**EXERCISE BRIEF:**
Repeat every record exactly, but keep images out of the copy.

....

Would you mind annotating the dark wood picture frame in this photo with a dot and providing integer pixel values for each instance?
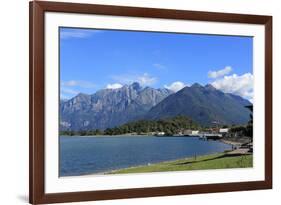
(37, 193)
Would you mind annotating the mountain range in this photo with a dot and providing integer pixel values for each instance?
(113, 107)
(109, 107)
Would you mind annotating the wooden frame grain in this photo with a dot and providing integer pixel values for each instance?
(37, 194)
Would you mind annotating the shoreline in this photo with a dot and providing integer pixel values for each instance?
(149, 164)
(211, 156)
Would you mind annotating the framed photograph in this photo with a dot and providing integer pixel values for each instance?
(132, 102)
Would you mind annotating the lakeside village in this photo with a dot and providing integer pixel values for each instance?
(239, 136)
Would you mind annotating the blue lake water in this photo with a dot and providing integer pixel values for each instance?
(89, 155)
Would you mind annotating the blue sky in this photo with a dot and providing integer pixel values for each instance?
(96, 59)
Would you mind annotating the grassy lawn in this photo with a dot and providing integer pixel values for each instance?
(214, 161)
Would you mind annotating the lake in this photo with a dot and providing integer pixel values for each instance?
(89, 155)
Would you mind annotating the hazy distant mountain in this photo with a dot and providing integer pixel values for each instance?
(203, 104)
(109, 107)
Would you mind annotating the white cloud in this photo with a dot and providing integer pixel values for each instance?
(144, 79)
(159, 66)
(219, 73)
(114, 86)
(82, 84)
(77, 33)
(175, 86)
(69, 91)
(240, 85)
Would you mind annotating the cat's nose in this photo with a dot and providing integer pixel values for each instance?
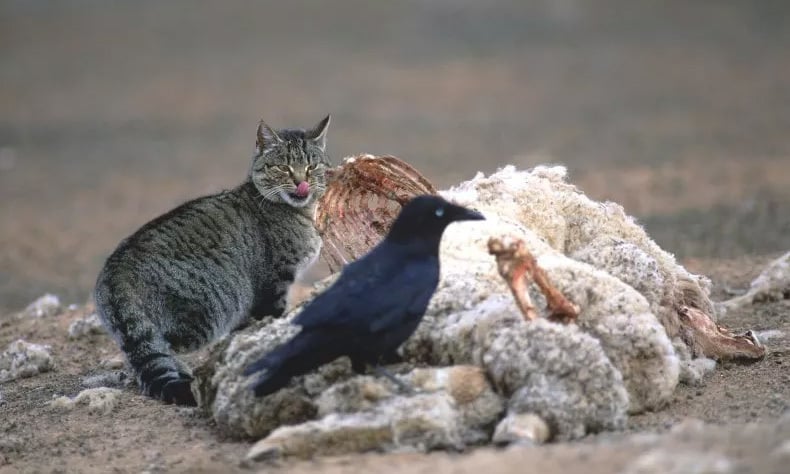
(302, 189)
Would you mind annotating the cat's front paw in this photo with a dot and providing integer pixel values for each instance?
(170, 387)
(178, 392)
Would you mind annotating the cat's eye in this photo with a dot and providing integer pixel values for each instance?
(283, 168)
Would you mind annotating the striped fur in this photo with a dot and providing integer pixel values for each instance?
(205, 268)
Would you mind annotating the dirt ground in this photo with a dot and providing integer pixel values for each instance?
(740, 405)
(111, 113)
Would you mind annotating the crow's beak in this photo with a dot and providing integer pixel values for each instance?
(469, 215)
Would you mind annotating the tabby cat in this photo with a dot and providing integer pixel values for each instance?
(205, 268)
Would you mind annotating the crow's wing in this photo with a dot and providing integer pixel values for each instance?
(373, 293)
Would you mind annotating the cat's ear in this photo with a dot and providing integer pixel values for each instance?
(266, 137)
(318, 133)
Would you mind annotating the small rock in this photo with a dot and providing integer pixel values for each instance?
(46, 306)
(90, 324)
(116, 378)
(116, 362)
(24, 359)
(782, 451)
(100, 400)
(519, 428)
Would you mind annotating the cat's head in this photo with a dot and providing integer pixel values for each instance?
(289, 165)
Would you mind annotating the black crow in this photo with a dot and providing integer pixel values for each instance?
(375, 304)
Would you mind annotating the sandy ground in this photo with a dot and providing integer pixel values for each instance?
(111, 113)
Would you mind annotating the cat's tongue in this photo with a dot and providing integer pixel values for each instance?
(302, 189)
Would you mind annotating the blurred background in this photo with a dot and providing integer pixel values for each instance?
(112, 112)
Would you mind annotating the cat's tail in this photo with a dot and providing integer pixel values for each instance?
(304, 352)
(159, 373)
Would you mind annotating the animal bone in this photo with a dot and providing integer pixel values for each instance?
(519, 268)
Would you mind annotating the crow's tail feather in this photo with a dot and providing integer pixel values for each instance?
(303, 353)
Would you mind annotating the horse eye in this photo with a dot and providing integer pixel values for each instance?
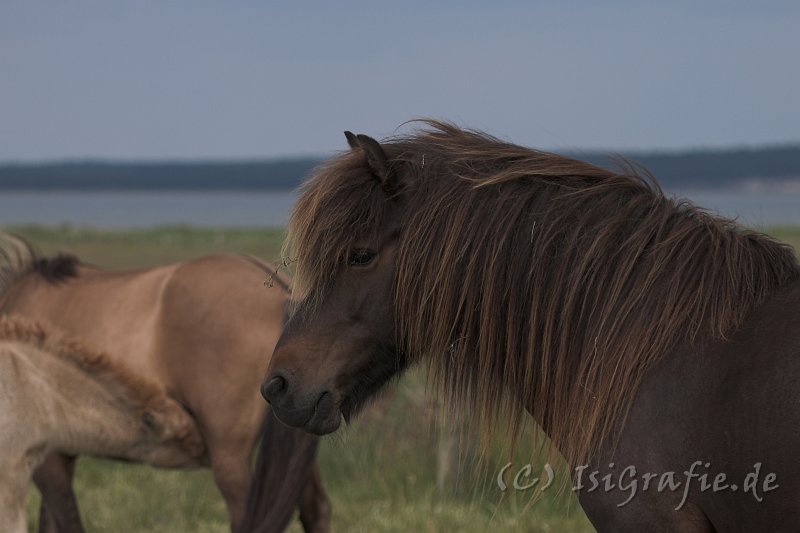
(361, 257)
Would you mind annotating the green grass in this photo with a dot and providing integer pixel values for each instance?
(380, 472)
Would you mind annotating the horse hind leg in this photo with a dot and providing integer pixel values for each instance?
(59, 509)
(14, 481)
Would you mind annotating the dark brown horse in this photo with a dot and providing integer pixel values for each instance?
(643, 334)
(202, 330)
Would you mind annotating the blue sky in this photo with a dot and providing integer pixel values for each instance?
(196, 79)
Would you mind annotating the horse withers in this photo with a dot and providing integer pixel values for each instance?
(643, 334)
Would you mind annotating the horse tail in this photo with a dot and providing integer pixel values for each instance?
(17, 257)
(283, 468)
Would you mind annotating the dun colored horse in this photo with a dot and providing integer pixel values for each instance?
(646, 336)
(57, 395)
(204, 331)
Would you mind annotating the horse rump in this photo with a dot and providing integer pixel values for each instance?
(283, 469)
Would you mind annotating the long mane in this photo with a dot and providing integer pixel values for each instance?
(136, 392)
(532, 281)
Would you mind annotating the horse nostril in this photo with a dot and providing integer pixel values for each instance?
(273, 388)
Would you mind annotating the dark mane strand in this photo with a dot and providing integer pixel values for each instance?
(57, 268)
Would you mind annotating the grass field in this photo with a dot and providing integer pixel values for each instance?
(380, 473)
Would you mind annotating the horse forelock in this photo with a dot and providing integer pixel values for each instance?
(525, 271)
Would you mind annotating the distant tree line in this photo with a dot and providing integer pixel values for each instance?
(701, 168)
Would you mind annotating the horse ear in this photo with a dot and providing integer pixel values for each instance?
(352, 140)
(376, 160)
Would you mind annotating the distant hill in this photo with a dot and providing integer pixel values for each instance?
(696, 169)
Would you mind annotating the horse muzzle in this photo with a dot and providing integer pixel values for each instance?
(316, 413)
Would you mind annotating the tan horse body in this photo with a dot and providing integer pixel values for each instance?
(55, 395)
(204, 330)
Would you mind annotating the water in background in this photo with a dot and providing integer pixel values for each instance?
(270, 209)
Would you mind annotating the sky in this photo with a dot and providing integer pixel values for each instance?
(193, 79)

....

**TASK SOLUTION:**
Would you mind annotating the dark wood picture frame in this photo with a dot and providing integer pixel values for each instance?
(37, 193)
Would you mind annotating the mountain range in this photo with a dot and providing integer pixel values for each instance?
(113, 107)
(109, 107)
Would you mind annotating the wooden frame grain in this photo with a dot and providing integer pixel values for each instance?
(37, 194)
Would you mind annotating the shoreline in this photo with a dot and providing integer pixel values for each instance?
(149, 164)
(211, 156)
Would you mind annotating the framed photograph in this photo with a dot and providing integer pixel values for each instance?
(132, 102)
Would you mind annotating the lakeside village in this photo with a dot and providing integer pixel values for each instance?
(239, 136)
Would you mind annotating the blue lake water in this photo with a dot and providing integer pixel values for each instance?
(89, 155)
Would you mind annotating the blue sky in this photo with a dot and providing integer pixel values for each instance?
(96, 59)
Would you mind annotating the grassy lawn in this photo with a dot and providing integer pixel values for each instance?
(214, 161)
Would you mind annotating the lake in this photo with a dot and providing integer pixel values for each instance?
(89, 155)
Would you mind annotating the hazy distant mountain in this photo with a dot and providing integer pixel values for each instance?
(203, 104)
(109, 107)
Would you mind annotating the white cloud in this photo with a dot and providing integer pixel values for each instance?
(144, 79)
(159, 66)
(219, 73)
(114, 86)
(82, 84)
(77, 33)
(175, 86)
(69, 91)
(240, 85)
Would you mind annotating the cat's nose in this photo with a dot and providing integer pixel values for each instance?
(302, 189)
Would you mind annotating the cat's front paw in this photo with a dot and providing integer pixel values for each instance?
(170, 387)
(178, 392)
Would you mind annotating the cat's eye in this photo with a dot and providing integer pixel values for each instance?
(283, 168)
Would you mind annotating the striped fur in this photo with a dot and providing integer pixel values for each instance?
(205, 268)
Would you mind annotating the dirt ground in this photo with a dot and providing integer pixel values for each instance?
(740, 405)
(111, 113)
Would you mind annotating the crow's beak in this photo with a dot and providing integer pixel values for each instance?
(469, 215)
Would you mind annotating the tabby cat in this photo with a dot and providing integer pixel values for each instance?
(205, 268)
Would you mind annotating the crow's wing in this photo with a dot and providing integer pixel values for each instance?
(373, 293)
Would you mind annotating the cat's ear in this photo with a dot and providing integer pixel values for each instance?
(266, 137)
(318, 133)
Would you mind annotating the small rock in this photo with a dot and providing integer pixel values for each instance?
(46, 306)
(90, 324)
(116, 378)
(116, 362)
(24, 359)
(782, 451)
(100, 400)
(519, 428)
Would you mind annotating the cat's head in this photo with a dot and providing integer pixel values for each instance?
(289, 165)
Would you mind annotating the black crow in this photo with a dot and providing integer pixel values for each instance?
(375, 304)
Would you mind annotating the sandy ground in this photo with a dot and providing integer pixel values for each instance?
(111, 113)
Would you mind annotating the cat's tongue in this photo with a dot and providing integer pixel values for each instance?
(302, 189)
Would you mind annotating the blurred background in this photo with a dot and providing integer pixel values for each instance?
(112, 112)
Would you mind annotating the cat's tail in this photo with a dot and providing integer pixel values for each instance?
(304, 352)
(159, 373)
Would you mind annotating the animal bone in this photo with a dot and providing integer pixel values for each instance?
(519, 268)
Would you mind annotating the crow's tail feather in this photo with a dot and providing integer pixel values for each instance?
(303, 353)
Would you mind annotating the horse eye in this photo with a dot and providing integer pixel values for each instance?
(361, 257)
Would you mind annotating the green grass in this photo with a dot and providing integer pixel values for each instance?
(380, 472)
Would you mind annotating the horse hind leg in this photo with a dot and providing integer pixel values for each instance?
(59, 509)
(14, 481)
Would you mind annotating the dark brown horse in this photo with a dot and providing integer pixel values for each instance?
(643, 334)
(202, 330)
Would you mind annotating the blue sky in this photo with a dot and providing integer pixel values for each instance?
(196, 79)
Would you mind annotating the horse withers in this photo with a dot and providing integer pixel values for each instance?
(643, 334)
Would you mind annotating the horse tail in this photo with a dot and providing integer pixel values for each instance?
(17, 257)
(283, 468)
Would you mind annotating the dun colored horse in this photo with a dot and providing integer pixel values for each instance?
(646, 336)
(57, 395)
(204, 331)
Would you mind annotating the horse rump in this photo with a dot and providing integer pixel values for each instance?
(283, 469)
Would you mind annotating the long mane in this photo with a dot and providing integer pixel values for each instance?
(136, 392)
(532, 281)
Would you mind annotating the horse nostril in this photo with a dot and providing integer pixel values for each instance?
(273, 388)
Would you mind annotating the dark mane strand in this photo with a dot and providing integer pixel values for each instance?
(57, 268)
Would you mind annotating the grass field in this photo with a dot and providing integer pixel values for each instance?
(380, 473)
Would you mind annotating the horse forelock in this photo with a dot and providing integer pixel values for each instance?
(525, 271)
Would you mind annotating the distant tree line in this photo with a dot and providing integer pixel values for each instance?
(701, 168)
Would you mind annotating the horse ear in this photo with a dot and providing integer pixel values for each instance?
(352, 140)
(376, 160)
Would you mind annotating the distant hill in this photo with a dot and providing integer pixel values for each instance?
(696, 169)
Would you mind annotating the horse muzzle in this photo with a dot and providing integer pixel values for each instance?
(316, 413)
Would you mind annotating the tan horse body in this photo with a dot and providing integer pixel values for each instance?
(55, 395)
(204, 330)
Would you mind annotating the water in background in this photo with a dot and providing integer pixel values for each instance?
(270, 209)
Would you mind annotating the sky in this photo with a dot and providing integer pixel values for each instance?
(193, 79)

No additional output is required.